Soal Latihan ::
a) Dalam teks bacaan tentang kekurangan berat badan pada remaja, berapa prevalensi global remaja usia 14-19 tahun yang mengalami kekurangan berat badan menurut World Health Organization (2016)?
b) Tuliskan kembali bagian teks bacaan tentang kekurangan berat badan pada remaja dari "Data dari World" sampai "remaja secara optimal.", tanpa mengubah satu kata pun.

Teks Bacaan ::
GENERASI, Surabaya – Salah satu permasalahan gizi yang sering terjadi pada remaja adalah kekurangan berat badan atau underweight. Kekurangan berat badan pada remaja dapat berdampak buruk terhadap kondisi kesehatan fisik, mental, intelektual, hingga kehidupan sosial mereka. Underweight bisa terjadi ketika jumlah konsumsi energi dan zat-zat gizi tidak tercukupi sesuai dengan kebutuhan yang diperlukan.
Data dari World Health Organization (2016) mencatat prevalensi secara global remaja usia 14-19 tahun yang mengalami kekurangan berat badan sebesar 9%. Sedangkan menurut Kemenkes (2020), Indonesia memiliki prevalensi kekurangan berat badang pada remaja usia 13-15 tahun sebesar 8,7% dan pada remaja usia 16-18 tahun sebesar 8,1%. Hal tersebut menunjukkan kekurangan berat badan menjadi masalah gizi yang perlu dikaji penyebabnya lebih lanjut.
Padahal, masa remaja merupakan periode transisi dari masa anak-anak menuju dewasa yang ditandai dengan pertumbuhan dan perkembangan yang pesat. Oleh karena itu, asupan gizi yang baik dan seimbang menjadi sangat penting untuk mendukung proses tumbuh kembang remaja secara optimal.
Studi dalam Jurnal Gizi dan Kesehatan berjudul “Faktor-Faktor yang Mempengaruhi Underweight pada Remaja SMA di Bekasi” yang ditulis oleh Dewie Anatasya Karno, Anna Fitriani, dan Iswahyudi dari Fakultas Ilmu-Ilmu Kesehatan, Universitas Muhammadiyah Prof. Dr. Hamka (2024), mengemukakan bahwa proporsi kekurangan berat badan pada 103 remaja di Bekasi justru lebih tinggi pada remaja dengan asupan energi, protein, lemak, dan karbohidrat yang cukup.

Data Tercatat ::

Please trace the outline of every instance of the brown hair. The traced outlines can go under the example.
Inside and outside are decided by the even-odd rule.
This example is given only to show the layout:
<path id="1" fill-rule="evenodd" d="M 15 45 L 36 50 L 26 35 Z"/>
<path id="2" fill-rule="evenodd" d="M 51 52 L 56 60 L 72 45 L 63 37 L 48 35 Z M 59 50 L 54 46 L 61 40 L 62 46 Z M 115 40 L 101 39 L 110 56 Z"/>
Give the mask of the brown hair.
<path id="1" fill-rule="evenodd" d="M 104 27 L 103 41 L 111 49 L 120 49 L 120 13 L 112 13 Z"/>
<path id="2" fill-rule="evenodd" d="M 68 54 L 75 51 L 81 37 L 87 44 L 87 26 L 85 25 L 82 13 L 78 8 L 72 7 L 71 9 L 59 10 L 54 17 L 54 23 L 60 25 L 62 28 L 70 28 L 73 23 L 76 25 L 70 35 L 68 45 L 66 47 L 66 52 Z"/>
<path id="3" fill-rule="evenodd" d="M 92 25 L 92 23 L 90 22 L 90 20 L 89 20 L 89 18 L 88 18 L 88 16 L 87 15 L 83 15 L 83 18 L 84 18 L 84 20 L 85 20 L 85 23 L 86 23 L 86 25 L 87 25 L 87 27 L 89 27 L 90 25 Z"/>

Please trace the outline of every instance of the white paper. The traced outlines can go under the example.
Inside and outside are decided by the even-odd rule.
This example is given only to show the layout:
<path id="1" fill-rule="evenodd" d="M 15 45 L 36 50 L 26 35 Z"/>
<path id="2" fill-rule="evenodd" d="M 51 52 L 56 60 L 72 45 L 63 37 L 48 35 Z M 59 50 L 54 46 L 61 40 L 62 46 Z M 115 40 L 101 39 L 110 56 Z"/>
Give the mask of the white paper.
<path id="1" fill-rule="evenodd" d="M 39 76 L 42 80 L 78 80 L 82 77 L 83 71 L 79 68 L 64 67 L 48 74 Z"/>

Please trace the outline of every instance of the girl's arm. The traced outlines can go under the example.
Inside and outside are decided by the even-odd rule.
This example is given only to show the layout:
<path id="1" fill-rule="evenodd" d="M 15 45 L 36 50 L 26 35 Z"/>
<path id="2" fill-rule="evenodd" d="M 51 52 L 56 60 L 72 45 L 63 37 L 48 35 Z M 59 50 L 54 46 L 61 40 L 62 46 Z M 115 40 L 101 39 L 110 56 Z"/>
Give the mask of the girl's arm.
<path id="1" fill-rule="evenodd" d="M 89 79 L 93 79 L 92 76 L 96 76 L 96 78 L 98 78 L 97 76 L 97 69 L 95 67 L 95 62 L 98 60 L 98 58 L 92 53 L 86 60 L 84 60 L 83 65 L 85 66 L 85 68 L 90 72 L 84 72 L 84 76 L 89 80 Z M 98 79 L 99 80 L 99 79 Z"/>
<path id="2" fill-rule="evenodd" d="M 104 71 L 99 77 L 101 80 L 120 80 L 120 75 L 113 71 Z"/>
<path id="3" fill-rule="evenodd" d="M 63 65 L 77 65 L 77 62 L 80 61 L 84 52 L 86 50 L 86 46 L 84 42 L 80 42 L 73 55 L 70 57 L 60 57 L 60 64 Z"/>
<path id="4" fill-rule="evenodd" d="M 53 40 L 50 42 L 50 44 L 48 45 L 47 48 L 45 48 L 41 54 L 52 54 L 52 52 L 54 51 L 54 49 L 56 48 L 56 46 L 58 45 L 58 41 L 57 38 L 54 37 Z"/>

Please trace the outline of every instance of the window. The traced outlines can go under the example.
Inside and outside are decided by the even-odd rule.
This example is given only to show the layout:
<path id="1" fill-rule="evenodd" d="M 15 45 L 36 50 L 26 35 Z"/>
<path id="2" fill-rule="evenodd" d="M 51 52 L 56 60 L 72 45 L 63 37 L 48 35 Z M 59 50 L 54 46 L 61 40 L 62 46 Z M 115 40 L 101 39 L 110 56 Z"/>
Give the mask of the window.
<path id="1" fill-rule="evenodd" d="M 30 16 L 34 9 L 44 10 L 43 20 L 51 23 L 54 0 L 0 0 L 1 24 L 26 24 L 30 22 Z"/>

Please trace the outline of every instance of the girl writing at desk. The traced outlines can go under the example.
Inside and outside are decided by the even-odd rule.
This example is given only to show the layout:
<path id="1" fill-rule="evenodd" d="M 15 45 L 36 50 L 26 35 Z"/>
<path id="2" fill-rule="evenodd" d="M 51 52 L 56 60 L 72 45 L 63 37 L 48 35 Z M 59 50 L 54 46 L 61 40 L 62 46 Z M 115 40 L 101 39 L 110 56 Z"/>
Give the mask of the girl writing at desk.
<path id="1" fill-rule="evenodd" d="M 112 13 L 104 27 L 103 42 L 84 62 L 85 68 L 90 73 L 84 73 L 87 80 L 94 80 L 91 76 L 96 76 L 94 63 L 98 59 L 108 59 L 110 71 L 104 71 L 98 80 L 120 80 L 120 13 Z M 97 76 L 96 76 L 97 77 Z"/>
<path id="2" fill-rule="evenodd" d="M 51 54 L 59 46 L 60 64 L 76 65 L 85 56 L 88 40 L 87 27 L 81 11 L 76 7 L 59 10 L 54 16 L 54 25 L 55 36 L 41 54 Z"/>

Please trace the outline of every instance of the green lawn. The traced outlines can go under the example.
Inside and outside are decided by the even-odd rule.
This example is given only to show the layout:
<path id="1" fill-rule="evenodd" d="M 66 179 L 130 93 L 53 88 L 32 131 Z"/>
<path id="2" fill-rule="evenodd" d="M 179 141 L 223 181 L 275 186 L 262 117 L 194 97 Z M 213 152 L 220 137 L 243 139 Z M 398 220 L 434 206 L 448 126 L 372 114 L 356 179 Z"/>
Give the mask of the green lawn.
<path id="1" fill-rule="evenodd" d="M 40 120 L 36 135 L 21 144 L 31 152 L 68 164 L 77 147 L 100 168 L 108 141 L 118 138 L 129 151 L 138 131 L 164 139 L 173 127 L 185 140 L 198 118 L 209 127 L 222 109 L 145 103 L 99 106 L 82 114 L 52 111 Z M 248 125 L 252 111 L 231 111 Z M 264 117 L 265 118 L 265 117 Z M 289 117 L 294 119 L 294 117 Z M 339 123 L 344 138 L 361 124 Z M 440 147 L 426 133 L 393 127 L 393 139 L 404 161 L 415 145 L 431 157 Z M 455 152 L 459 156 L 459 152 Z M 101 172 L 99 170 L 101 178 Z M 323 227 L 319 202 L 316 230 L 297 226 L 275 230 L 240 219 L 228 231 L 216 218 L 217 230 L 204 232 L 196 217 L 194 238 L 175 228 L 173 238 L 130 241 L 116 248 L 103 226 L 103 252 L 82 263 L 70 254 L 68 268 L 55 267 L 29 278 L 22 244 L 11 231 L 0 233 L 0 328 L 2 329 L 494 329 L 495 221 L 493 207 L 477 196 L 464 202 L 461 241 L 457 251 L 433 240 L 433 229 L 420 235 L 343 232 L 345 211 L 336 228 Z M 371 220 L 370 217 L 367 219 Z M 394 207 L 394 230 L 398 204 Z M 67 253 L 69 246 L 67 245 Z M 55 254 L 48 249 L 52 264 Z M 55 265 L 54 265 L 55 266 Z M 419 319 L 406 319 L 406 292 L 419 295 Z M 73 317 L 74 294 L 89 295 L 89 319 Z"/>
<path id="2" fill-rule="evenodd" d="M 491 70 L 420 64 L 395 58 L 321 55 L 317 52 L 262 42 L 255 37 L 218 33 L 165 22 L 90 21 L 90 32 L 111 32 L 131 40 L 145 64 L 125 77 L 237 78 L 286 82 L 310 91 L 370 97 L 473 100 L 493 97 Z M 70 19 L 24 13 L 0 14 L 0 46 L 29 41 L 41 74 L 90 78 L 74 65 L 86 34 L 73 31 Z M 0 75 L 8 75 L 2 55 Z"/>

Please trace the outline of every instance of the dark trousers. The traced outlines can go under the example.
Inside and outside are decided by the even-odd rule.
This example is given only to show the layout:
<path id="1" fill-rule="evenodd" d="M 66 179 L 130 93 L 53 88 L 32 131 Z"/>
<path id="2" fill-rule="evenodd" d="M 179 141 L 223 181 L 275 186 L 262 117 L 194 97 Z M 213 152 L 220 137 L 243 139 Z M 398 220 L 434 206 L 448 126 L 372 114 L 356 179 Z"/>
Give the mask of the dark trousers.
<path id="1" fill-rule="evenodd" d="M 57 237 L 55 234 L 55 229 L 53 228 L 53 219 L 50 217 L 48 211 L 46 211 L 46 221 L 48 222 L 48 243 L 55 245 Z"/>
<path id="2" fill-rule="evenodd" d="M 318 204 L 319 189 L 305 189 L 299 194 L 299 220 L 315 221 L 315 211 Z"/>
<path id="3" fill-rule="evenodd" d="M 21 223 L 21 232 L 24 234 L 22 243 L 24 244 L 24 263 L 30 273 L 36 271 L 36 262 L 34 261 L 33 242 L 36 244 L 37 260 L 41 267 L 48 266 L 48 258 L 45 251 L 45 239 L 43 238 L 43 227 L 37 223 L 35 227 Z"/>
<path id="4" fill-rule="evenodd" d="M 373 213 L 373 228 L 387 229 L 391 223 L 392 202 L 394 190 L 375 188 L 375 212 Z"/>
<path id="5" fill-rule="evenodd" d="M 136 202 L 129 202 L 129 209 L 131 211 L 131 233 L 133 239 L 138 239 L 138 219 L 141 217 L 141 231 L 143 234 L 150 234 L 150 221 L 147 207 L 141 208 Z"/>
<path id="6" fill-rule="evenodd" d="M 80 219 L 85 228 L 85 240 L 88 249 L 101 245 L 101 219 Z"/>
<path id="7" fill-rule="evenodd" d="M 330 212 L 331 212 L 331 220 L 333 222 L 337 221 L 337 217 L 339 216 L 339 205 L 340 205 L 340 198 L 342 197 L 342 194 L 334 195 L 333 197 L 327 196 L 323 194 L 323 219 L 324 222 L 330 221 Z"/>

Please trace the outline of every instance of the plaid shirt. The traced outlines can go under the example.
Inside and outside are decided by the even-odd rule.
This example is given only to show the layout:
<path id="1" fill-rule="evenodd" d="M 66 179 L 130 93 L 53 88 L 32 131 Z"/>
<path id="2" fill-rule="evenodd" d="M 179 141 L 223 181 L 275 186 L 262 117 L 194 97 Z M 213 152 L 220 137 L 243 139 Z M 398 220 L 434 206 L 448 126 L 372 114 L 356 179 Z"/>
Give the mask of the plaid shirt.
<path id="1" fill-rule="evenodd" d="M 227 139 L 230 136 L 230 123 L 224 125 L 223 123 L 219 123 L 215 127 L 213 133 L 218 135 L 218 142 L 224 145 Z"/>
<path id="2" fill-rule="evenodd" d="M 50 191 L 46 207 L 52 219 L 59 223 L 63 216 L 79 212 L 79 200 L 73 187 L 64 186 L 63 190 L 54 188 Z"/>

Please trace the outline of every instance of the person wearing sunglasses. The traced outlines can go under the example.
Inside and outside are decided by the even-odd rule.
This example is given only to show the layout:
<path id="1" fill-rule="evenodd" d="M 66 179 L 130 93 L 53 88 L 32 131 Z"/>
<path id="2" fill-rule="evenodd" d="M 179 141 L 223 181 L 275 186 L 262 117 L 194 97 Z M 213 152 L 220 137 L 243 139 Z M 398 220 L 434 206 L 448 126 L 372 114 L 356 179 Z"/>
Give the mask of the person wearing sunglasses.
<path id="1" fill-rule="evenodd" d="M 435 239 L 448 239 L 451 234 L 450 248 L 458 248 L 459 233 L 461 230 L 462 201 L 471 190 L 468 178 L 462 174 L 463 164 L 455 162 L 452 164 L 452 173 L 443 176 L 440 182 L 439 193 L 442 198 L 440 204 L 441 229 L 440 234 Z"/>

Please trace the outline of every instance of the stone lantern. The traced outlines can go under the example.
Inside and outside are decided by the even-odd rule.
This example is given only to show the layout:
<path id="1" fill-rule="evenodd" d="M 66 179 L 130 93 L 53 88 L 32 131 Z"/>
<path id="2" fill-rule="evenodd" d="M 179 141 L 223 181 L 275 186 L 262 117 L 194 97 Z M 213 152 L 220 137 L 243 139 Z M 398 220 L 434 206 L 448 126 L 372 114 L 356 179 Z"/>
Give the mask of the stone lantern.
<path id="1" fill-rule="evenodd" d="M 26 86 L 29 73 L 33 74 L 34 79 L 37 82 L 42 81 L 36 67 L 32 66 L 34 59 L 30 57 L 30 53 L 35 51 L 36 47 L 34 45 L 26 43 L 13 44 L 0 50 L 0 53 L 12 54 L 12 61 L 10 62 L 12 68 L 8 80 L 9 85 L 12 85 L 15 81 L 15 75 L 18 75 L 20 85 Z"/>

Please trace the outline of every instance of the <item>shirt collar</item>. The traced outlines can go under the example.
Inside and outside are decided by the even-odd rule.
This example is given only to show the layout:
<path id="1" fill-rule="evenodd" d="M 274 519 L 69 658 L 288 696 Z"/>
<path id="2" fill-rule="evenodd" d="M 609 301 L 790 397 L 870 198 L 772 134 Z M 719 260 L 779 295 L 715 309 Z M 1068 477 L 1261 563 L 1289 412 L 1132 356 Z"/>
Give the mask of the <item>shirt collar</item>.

Jawaban Tertulis Anda ::
a) 9%.

b)
Data dari World Health Organization (2016) mencatat prevalensi secara global remaja usia 14-19 tahun yang mengalami kekurangan berat badan sebesar 9%. Sedangkan menurut Kemenkes (2020), Indonesia memiliki prevalensi kekurangan berat badang pada remaja usia 13-15 tahun sebesar 8,7% dan pada remaja usia 16-18 tahun sebesar 8,1%. Hal tersebut menunjukkan kekurangan berat badan menjadi masalah gizi yang perlu dikaji penyebabnya lebih lanjut.
Padahal, masa remaja merupakan periode transisi dari masa anak-anak menuju dewasa yang ditandai dengan pertumbuhan dan perkembangan yang pesat. Oleh karena itu, asupan gizi yang baik dan seimbang menjadi sangat penting untuk mendukung proses tumbuh kembang remaja secara optimal.